## What is being asked:
Please retype the part of the records below that opens with the line containing "Point to the concrete staircase, one" and closes with the line containing "[(1133, 514)]", including both of those lines.
* start Data for this exercise *
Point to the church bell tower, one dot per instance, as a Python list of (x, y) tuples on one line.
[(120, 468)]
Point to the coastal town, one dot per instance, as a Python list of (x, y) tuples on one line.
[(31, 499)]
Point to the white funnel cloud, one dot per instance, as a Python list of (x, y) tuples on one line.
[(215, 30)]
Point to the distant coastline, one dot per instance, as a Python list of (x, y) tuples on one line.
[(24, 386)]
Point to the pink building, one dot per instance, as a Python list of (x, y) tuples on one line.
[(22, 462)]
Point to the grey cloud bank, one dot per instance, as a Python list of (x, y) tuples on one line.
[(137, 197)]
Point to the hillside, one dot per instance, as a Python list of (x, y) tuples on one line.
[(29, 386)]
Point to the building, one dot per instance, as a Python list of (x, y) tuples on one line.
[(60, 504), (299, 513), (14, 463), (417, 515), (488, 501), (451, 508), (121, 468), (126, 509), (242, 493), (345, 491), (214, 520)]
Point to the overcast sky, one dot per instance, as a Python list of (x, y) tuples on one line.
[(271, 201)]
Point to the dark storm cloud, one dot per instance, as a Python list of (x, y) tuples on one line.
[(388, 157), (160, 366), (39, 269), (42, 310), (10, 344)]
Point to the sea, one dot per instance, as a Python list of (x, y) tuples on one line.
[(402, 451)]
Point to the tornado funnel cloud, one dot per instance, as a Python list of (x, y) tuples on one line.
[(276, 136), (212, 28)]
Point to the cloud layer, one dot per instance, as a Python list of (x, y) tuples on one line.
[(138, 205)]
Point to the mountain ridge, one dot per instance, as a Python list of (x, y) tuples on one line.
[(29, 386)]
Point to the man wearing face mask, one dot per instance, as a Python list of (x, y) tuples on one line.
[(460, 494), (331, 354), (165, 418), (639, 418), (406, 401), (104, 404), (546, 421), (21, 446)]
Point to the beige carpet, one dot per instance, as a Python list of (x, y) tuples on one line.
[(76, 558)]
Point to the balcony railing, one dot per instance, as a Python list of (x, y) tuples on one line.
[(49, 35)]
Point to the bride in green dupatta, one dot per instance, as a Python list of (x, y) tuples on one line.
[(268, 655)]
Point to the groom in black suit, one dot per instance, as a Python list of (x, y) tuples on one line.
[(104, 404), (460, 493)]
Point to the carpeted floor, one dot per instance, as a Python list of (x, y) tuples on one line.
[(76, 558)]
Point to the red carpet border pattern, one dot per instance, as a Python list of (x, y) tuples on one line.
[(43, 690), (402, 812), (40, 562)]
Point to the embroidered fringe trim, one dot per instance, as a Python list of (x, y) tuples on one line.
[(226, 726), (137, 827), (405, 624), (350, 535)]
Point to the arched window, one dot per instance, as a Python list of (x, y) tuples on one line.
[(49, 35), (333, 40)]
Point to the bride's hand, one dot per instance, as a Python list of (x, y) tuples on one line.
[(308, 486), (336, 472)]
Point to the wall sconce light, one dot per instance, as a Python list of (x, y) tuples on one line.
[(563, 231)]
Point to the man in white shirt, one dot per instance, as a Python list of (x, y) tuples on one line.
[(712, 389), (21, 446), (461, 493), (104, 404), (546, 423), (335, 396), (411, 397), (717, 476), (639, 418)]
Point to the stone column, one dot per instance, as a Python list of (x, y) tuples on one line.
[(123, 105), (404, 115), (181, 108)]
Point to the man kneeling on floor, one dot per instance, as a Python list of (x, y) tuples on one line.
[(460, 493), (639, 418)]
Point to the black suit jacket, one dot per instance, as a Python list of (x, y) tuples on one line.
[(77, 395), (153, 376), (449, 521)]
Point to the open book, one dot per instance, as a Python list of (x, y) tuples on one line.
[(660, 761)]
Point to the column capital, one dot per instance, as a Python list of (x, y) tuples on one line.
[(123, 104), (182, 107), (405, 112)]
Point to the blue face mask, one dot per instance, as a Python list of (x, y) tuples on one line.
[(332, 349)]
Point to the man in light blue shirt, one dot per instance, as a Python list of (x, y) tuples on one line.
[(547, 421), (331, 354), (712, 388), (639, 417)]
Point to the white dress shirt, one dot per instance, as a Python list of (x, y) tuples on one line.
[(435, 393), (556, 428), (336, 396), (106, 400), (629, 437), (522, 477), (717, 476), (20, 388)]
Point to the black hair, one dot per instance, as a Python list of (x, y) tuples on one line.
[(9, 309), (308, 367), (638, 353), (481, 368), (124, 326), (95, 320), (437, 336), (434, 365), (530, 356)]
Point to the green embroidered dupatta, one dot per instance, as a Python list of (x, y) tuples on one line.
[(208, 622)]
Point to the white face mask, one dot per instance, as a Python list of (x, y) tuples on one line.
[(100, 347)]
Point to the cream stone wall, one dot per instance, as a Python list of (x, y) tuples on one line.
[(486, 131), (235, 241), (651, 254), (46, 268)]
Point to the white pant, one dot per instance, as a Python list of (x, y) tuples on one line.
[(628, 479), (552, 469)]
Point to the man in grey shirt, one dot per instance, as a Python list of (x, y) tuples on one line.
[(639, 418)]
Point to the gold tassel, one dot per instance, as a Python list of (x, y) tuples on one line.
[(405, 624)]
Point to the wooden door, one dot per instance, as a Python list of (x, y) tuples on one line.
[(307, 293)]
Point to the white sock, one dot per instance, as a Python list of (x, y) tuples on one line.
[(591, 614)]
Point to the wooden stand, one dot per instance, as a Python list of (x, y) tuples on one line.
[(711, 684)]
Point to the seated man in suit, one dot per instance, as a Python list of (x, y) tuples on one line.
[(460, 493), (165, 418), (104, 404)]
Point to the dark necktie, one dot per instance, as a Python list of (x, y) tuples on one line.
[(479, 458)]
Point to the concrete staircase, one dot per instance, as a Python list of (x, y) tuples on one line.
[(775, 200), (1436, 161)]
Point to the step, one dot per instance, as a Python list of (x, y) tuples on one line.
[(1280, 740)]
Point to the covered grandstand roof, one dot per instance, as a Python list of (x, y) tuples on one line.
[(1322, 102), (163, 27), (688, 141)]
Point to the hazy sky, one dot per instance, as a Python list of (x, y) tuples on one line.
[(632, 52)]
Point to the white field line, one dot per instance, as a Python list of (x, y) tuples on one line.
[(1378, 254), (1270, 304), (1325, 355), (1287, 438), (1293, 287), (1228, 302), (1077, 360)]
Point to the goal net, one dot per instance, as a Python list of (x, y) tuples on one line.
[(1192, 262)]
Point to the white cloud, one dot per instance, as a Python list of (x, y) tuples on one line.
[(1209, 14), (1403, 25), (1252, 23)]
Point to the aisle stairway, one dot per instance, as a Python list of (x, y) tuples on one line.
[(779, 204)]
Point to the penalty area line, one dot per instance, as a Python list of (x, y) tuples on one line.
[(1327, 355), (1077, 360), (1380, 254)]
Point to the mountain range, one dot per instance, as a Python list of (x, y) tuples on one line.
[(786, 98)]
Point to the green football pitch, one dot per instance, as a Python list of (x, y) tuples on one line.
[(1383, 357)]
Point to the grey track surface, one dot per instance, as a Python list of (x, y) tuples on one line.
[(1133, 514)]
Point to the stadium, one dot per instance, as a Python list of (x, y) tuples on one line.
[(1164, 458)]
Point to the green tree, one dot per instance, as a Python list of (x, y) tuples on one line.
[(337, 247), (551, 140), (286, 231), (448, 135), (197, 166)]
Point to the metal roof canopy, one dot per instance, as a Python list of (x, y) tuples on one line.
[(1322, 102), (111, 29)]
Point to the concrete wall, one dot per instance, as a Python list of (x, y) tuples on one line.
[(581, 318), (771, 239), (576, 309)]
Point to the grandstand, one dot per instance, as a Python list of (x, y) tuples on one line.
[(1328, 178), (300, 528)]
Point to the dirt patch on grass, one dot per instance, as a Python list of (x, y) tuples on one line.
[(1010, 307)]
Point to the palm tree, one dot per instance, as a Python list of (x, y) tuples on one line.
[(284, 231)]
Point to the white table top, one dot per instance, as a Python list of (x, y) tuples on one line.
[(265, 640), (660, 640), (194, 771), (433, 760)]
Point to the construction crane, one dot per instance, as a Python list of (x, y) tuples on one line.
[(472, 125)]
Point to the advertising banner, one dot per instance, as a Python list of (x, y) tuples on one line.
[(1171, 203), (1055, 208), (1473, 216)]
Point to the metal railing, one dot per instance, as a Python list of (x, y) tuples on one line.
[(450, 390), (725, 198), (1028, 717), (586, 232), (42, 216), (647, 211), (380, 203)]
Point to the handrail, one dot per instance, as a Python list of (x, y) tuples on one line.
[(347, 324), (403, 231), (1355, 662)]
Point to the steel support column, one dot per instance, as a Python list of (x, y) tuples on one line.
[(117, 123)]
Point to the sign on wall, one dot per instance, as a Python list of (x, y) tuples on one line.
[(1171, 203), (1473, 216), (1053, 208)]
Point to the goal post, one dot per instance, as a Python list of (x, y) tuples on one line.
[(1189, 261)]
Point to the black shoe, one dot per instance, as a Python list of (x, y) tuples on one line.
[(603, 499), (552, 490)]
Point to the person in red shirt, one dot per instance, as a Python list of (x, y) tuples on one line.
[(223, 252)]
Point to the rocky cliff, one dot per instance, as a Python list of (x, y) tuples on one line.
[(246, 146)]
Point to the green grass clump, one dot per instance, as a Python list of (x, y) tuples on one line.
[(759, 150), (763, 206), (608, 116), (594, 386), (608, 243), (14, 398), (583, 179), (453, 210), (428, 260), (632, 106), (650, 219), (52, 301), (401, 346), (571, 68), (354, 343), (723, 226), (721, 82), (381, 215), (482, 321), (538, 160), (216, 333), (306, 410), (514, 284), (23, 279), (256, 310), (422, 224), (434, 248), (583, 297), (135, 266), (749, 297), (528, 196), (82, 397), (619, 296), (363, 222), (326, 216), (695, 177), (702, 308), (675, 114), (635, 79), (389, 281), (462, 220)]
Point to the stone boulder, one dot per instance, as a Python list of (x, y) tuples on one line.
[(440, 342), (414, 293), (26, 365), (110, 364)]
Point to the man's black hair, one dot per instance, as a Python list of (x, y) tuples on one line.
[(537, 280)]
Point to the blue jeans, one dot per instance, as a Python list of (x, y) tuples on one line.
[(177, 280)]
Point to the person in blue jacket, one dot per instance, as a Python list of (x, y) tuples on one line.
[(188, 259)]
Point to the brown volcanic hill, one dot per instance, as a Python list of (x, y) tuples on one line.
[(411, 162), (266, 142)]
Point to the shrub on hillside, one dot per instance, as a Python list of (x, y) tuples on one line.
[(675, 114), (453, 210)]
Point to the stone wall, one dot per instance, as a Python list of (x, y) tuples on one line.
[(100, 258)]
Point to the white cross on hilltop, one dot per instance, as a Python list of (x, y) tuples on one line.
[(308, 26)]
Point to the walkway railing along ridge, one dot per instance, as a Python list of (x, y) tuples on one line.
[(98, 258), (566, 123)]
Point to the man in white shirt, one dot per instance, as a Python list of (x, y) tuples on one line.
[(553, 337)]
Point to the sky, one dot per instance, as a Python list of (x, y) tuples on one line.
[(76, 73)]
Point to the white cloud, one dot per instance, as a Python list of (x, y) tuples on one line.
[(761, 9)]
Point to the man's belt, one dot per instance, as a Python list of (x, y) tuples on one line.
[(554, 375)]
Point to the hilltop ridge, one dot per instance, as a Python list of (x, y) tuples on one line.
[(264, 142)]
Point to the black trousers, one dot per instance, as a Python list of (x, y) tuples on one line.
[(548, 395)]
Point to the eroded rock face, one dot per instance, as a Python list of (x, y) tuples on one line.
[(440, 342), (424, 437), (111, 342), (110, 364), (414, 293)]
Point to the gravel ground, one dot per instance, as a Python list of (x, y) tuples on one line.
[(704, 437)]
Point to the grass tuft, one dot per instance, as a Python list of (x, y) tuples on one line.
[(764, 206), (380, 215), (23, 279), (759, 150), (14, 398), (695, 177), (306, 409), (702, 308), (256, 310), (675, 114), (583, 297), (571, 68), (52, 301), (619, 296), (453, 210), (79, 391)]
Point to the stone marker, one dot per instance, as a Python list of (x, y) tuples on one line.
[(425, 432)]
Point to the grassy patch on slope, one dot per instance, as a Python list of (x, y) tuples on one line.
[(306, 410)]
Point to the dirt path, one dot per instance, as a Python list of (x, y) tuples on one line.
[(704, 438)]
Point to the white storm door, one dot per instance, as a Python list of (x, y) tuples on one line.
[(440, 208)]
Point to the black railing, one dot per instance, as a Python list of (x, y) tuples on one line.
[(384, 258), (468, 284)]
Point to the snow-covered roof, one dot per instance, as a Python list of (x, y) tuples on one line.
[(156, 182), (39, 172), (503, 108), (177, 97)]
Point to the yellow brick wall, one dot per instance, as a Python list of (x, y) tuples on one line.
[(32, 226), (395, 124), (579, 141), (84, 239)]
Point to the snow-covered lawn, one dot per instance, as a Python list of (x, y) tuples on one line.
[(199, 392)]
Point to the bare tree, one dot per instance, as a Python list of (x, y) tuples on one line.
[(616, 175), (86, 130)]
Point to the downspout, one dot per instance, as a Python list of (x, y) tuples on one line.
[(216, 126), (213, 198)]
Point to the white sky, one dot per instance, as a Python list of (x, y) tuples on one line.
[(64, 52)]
* end Data for this exercise *
## Written solution:
Point to the concrete staircase, one dot per instance, as a Python list of (x, y) tuples on one line.
[(775, 200), (1436, 161)]
Point to the step, one dot per instance, as a Python list of (x, y) tuples on one line.
[(1280, 740)]
Point to the covered grandstand roof, one dot per instance, as a Python list of (x, y) tuples on one line.
[(1322, 102), (163, 27), (688, 141)]
Point to the hazy sky, one dot per instance, as a Python list of (x, y) tuples on one line.
[(632, 52)]
Point to the white field line, one dot per instance, as a Python list of (x, y) tuples on one line.
[(1378, 254), (1270, 304), (1325, 355), (1287, 438), (1293, 287), (1228, 302), (1077, 360)]
Point to the goal net, one dot per instance, as a Python list of (x, y) tuples on one line.
[(1192, 262)]
Point to the white cloud, one dot per instance, as a Python list of (x, y) tuples on one line.
[(1209, 14), (1403, 25), (1252, 23)]
Point to the aisle stairway, one dot per instance, as a Python list of (x, y) tuples on one line.
[(779, 204)]
Point to the penalty area line, one dot per instance, as a Python list of (x, y) tuples on one line.
[(1327, 355), (1077, 360), (1380, 254)]
Point to the mountain range, one dot per instance, as a Python list of (x, y) tuples on one line.
[(786, 98)]
Point to the green football pitch, one dot per instance, as a Python list of (x, y) tuples on one line.
[(1383, 357)]
Point to the grey track surface, one dot per instance, as a Python list of (x, y) tuples on one line.
[(1133, 514)]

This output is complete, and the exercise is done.